■ LIST OF TASKS
A. Please set down part of the sentence reduction order word for word, beginning at "United States District Court, E.D." and stopping after "States District Judge.".
B. In the sentence reduction order, how many months of custody did the Court impose at the November 30, 2006 sentencing hearing?
C. Give the ages of each of the defendant's children as stated in the sentence reduction order.

[START SELECTED EXCERPT]

United States District Court, E.D. Michigan, Northern Division

August 30, 2019

UNITED STATES OF AMERICA, Plaintiff,
v.
REGINALD WALTER FIELDS, Defendant.

          ORDER GRANTING IN PART DEFENDANT'S MOTION FOR SENTENCE REDUCTION

          Thomas L. Ludington United States District Judge.

         On September 30, 2005, an indictment was returned against Defendant Reginald Walter Fields charging him with distributing 50 grams or more of cocaine base in the form of crack cocaine. ECF No. 3. The parties entered into a Rule 11 Plea Agreement which provided that Defendant would plead guilty to count one of the indictment. Because Defendant had at least two prior qualifying convictions for controlled substance offenses, he was classified as a career offender under U.S.S.G. § 4B1.1, and his offense level was 37. With a three-level reduction for acceptance of responsibility, Defendant's total offense level was 34 with a criminal history category VI, resulting in a guideline range of 262 to 327 months. At the sentencing hearing on November 30, 2006, the Court adopted the guideline range in the presentence report and imposed a custodial sentence of 210 months to be followed by 10 years of supervised release.

         On January 7, 2019, Defendant filed a motion for a sentence reduction pursuant to the First Step Act of 2018. ECF No. 21. The parties filed a stipulation to reduce Defendant's sentence on June 18, 2019. ECF No. 32.

         I.

         Pursuant to Section 404(b) of the First Step Act, “a court that imposed a sentence for a covered offense may . . . impose a reduced sentence as if sections 2 and 3 of the Fair Sentencing Act of 2010 were in effect at the time the covered offense was committed.” P.L. 115-391, Section 404(b). In order to be eligible, the petitioner must have been sentenced prior to August 3, 2010 (the date of the enactment of the Fair Sentencing Act) for a “covered offense” as defined in the First Step Act.

         As this Court explained in Brown (Case No. 07-cr-20195), the Act does not require a plenary resentencing proceeding. See P.L. 115-391, Sec. 404(c). (“Nothing in this section shall be construed to require a court to reduce any sentence pursuant to this section.”). Rather, courts have discretion to modify a sentence for eligible Defendants in response to a motion or on the court's own initiative. See P.L. 115-391, Section 404(b). Although the Act does not require a plenary resentencing proceeding, courts nevertheless consider the Section 3553(a) factors to determine whether a sentence modification is warranted. See e.g. United States v. Boulding, 2019 WL 2135494, at *6 (W.D. Mich. May 16, 2019); United States v. Delaney, 2019 WL 861418, at *1 (W.D. Va. Feb. 22, 2019). Consideration of these factors is also consistent with United States Sentencing Commission's guidance.[1]

         II.

         Defendant has three prior criminal convictions beginning at age 18 including two for delivery/manufacturing of less than 50 grams of cocaine in 1990 and 1996, and one for providing a false report to police (also in 1996). Defendant is now 47 years old with five children ages 13, 12, 12, 10, and 7. He was $75, 500.37 in arrears on child support as of his date of sentence. He has no reported substance abuse problems and no history of mental or emotional problems. His highest level of education was 9th grade. He has a sporadic employment history. He had $82, 071.37 in unsecured debts as of his date of sentencing.

[END SELECTED EXCERPT]
[START STORED DATA]

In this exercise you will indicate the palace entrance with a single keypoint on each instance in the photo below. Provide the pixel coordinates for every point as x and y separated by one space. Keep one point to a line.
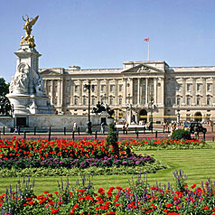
143 115
198 116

[END STORED DATA]

■ ANSWERS TO THE EXERCISE
A.
United States District Court, E.D. Michigan, Northern Division

August 30, 2019

UNITED STATES OF AMERICA, Plaintiff,
v.
REGINALD WALTER FIELDS, Defendant.

          ORDER GRANTING IN PART DEFENDANT'S MOTION FOR SENTENCE REDUCTION

          Thomas L. Ludington United States District Judge.

B. 210 months.

C. 13, 12, 12, 10, and 7.